» Assignment
Reading the records below, find how many lines include the word "image" and give that number alone.

» Exercise data
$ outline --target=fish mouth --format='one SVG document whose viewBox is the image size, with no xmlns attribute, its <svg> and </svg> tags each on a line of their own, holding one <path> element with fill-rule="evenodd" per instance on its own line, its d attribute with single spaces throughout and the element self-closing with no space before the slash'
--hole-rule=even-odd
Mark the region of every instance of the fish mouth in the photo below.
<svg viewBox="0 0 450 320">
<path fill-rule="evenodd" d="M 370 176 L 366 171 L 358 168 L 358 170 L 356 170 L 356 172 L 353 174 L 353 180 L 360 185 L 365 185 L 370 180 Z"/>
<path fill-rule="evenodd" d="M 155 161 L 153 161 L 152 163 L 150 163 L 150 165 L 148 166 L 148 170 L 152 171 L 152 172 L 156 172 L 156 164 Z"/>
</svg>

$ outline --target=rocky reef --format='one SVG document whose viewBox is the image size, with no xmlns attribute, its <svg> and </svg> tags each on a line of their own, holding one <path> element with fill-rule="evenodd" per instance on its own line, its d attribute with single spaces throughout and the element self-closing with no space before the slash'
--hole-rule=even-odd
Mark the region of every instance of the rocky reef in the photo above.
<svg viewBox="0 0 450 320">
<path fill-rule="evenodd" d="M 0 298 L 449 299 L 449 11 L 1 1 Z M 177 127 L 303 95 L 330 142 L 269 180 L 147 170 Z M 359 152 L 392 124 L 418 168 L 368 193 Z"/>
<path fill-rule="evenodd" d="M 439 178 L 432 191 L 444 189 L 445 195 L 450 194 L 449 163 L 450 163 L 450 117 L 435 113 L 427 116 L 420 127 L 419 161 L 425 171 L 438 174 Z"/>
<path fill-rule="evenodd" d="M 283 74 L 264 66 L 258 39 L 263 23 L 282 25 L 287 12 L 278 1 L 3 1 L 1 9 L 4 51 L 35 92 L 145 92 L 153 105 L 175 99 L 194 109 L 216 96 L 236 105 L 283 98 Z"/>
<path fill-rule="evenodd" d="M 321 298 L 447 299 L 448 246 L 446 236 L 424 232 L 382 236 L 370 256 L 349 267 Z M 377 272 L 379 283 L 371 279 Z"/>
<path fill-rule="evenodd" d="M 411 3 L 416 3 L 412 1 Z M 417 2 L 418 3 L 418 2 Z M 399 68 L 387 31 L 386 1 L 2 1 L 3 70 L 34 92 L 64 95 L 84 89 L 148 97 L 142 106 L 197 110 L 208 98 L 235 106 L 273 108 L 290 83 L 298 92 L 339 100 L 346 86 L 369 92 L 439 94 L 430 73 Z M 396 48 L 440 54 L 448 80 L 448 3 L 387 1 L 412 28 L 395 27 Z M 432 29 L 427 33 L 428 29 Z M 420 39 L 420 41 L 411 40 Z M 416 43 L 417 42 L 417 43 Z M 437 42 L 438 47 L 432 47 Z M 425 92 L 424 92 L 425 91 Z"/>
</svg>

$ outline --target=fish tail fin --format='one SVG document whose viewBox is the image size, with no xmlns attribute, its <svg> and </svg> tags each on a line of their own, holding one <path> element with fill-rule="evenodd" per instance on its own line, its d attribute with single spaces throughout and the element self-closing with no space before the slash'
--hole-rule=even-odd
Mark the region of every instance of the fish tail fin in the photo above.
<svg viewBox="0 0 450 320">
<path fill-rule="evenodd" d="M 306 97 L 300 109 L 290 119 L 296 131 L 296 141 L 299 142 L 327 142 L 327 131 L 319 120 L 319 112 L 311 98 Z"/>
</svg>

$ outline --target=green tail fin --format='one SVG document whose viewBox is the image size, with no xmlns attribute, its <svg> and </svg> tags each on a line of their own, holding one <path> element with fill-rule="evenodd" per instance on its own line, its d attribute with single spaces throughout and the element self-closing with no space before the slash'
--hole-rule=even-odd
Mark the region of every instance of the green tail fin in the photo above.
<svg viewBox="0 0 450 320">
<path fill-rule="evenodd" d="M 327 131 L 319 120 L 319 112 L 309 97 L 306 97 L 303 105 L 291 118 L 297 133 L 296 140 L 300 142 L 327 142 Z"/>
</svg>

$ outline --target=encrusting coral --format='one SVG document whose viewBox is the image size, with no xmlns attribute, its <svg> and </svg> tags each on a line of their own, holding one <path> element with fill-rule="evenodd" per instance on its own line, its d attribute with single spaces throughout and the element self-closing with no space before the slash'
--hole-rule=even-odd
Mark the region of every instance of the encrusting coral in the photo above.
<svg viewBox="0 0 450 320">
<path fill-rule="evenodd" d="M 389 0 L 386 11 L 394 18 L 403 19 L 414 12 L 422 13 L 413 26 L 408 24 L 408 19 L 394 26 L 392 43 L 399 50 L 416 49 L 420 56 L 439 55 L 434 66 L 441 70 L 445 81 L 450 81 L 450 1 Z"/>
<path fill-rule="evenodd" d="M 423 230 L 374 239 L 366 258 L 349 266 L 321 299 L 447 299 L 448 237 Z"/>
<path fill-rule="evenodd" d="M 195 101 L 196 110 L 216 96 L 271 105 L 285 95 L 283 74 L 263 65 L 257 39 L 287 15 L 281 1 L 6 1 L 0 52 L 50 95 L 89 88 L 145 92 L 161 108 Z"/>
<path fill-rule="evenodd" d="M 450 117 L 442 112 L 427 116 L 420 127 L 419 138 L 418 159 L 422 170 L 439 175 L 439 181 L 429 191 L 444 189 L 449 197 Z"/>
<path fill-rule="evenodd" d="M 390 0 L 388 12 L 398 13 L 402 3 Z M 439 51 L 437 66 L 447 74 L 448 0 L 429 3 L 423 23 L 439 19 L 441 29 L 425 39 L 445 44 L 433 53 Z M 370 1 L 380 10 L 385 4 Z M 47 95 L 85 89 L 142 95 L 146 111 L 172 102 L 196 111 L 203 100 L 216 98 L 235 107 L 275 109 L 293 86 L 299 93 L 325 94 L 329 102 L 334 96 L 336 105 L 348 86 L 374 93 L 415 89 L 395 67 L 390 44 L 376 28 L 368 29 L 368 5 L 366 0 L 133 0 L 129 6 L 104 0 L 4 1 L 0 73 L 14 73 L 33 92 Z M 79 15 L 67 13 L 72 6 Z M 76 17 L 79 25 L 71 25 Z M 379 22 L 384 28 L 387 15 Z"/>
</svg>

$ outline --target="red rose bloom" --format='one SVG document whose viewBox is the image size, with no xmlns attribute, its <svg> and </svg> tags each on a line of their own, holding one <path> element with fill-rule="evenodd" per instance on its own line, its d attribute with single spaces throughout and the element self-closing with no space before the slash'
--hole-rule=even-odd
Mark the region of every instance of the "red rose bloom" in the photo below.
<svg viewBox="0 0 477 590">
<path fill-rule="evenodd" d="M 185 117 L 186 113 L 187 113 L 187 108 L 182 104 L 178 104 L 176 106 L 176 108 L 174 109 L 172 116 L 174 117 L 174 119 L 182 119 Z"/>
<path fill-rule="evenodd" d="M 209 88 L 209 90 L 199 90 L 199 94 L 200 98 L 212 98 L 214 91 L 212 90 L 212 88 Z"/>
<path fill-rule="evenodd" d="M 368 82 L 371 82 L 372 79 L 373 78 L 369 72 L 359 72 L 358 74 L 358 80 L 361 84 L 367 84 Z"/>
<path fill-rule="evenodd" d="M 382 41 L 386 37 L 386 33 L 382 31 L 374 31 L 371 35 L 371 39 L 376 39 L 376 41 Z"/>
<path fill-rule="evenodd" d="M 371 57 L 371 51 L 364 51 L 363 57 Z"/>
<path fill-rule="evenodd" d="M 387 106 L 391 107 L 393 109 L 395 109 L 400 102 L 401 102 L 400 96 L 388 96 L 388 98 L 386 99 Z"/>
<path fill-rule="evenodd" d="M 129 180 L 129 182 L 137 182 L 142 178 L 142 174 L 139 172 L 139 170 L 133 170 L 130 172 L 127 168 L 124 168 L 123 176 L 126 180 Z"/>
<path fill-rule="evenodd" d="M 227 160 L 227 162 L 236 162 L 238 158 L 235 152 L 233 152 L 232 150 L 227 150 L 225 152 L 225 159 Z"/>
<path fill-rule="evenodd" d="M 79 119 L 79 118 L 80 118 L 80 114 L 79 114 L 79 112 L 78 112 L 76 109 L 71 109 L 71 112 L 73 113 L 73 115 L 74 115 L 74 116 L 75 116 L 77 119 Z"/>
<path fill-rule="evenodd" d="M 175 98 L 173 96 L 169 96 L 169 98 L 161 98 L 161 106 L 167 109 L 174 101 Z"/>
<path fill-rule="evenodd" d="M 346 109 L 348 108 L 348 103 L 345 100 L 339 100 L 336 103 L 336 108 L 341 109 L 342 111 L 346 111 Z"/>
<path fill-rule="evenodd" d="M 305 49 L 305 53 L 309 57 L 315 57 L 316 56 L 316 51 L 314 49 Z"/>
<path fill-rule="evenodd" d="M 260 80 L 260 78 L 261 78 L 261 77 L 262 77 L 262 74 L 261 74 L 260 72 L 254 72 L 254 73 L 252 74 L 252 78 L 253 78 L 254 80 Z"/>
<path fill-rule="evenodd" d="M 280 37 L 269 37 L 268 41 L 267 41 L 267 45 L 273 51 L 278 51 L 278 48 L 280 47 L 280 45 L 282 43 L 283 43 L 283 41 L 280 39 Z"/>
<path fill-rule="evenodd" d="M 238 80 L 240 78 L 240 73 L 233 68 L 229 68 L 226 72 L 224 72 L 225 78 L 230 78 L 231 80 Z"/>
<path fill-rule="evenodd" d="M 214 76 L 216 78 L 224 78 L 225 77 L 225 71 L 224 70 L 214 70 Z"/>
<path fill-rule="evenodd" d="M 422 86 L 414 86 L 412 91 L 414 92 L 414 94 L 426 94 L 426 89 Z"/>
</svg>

» Answer to this problem
6